### What is required
Rewrite the entries from the start through the line containing "<point>537,420</point>", substituting "pin" for "marker" and leaving everything else unchanged.

### Input
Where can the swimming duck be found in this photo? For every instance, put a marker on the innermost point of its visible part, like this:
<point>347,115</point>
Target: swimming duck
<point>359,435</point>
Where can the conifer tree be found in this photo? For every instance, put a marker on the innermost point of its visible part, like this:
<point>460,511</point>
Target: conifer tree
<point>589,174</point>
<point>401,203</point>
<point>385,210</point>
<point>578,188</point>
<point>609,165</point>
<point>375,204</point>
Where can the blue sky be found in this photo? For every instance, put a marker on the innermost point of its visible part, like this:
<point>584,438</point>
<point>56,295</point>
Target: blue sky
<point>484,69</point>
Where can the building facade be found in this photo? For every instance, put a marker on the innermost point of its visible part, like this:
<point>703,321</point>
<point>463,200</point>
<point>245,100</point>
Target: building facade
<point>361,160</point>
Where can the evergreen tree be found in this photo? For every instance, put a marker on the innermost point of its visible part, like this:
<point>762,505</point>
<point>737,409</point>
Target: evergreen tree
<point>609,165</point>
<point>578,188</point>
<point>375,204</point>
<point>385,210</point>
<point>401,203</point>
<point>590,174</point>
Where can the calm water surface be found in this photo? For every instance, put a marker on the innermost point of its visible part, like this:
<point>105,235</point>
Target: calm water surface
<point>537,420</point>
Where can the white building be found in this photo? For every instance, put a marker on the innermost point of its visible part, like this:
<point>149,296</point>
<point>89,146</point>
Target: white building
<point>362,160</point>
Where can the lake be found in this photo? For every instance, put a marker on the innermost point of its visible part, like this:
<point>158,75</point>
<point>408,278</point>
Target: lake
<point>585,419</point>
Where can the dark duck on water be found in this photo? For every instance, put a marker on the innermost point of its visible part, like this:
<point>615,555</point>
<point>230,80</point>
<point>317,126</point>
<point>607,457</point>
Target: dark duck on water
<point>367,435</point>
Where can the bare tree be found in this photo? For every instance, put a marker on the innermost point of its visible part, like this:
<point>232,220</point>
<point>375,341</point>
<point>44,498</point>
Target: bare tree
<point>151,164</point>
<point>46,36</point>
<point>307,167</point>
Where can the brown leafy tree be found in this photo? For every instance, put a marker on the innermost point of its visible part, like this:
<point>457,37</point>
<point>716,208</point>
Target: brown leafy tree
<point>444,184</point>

### Exercise response
Where can the swimming duck be found in this photo? For every instance, put a pin on the innermost point of its visible part, like this:
<point>347,115</point>
Target: swimming duck
<point>359,435</point>
Where can the conifer tree be found in this photo? For every instance, put a pin on the innermost point of its visible part, like this:
<point>460,511</point>
Target: conifer tree
<point>589,174</point>
<point>401,203</point>
<point>385,210</point>
<point>578,188</point>
<point>609,165</point>
<point>375,204</point>
Where can the blue sky be found in this photo? For every instance, put a pin on the innermost point of its visible part, like this:
<point>584,438</point>
<point>56,295</point>
Target: blue sky
<point>484,69</point>
Where can the building facade be found in this photo? For every instance, put a pin on the innermost point of its visible part, like this:
<point>703,321</point>
<point>463,200</point>
<point>245,100</point>
Target: building facade
<point>361,160</point>
Where can the evergreen tree be found in this photo? For every instance, put a pin on the innermost point of its visible part, like this:
<point>762,505</point>
<point>737,409</point>
Target: evergreen tree
<point>609,165</point>
<point>578,188</point>
<point>375,204</point>
<point>385,210</point>
<point>401,203</point>
<point>590,174</point>
Where can the calm water surface be found in this photo? For every instance, put a pin on the innermost point of its visible part, like this:
<point>105,235</point>
Target: calm water surface
<point>537,420</point>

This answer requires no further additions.